→ **THE REQUEST**: Turn the records below into a JSON list of strings, one string per line, skipping any blank lines. Leave the pictures out of your answer.
···
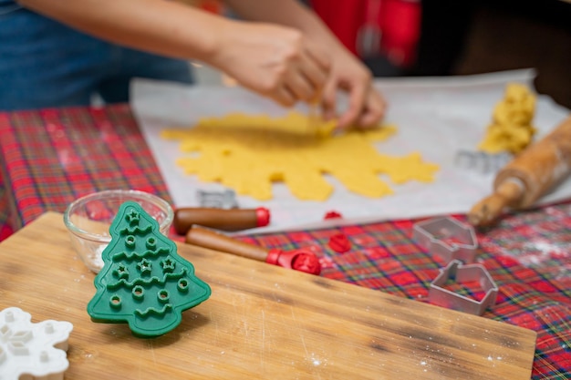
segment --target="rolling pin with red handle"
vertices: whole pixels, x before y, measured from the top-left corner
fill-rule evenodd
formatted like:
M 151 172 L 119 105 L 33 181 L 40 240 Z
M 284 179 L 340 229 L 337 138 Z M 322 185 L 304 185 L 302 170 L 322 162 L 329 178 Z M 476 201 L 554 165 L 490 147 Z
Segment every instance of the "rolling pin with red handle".
M 315 253 L 303 249 L 287 252 L 277 249 L 267 251 L 197 225 L 191 227 L 184 241 L 310 274 L 321 272 L 321 264 Z
M 214 209 L 207 207 L 183 207 L 174 211 L 174 231 L 184 235 L 192 224 L 216 230 L 235 231 L 264 227 L 270 222 L 270 211 L 264 207 L 257 209 Z
M 493 180 L 493 193 L 468 212 L 474 226 L 488 226 L 504 209 L 533 205 L 571 173 L 571 117 L 527 147 L 504 167 Z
···
→ **RESULT OF THE EXERCISE**:
[
  "segment --target=\"rolling pin with red handle\"",
  "vertices: whole pixels, x before y, measured from the top-left corner",
  "fill-rule evenodd",
  "formatted like:",
  "M 151 172 L 119 105 L 33 181 L 40 240 Z",
  "M 284 179 L 340 229 L 337 138 Z M 322 185 L 304 185 L 302 170 L 322 162 L 329 178 Z M 476 201 L 554 165 L 490 147 Z",
  "Segment every instance of the \"rolling pin with red handle\".",
  "M 315 253 L 303 249 L 287 252 L 277 249 L 267 251 L 197 225 L 191 227 L 184 241 L 310 274 L 321 272 L 321 264 Z",
  "M 214 209 L 207 207 L 183 207 L 174 211 L 174 231 L 184 235 L 192 224 L 216 230 L 235 231 L 264 227 L 270 222 L 270 211 L 264 207 L 257 209 Z",
  "M 493 180 L 493 193 L 468 212 L 474 226 L 488 226 L 504 209 L 533 205 L 571 173 L 571 117 L 527 147 L 504 167 Z"
]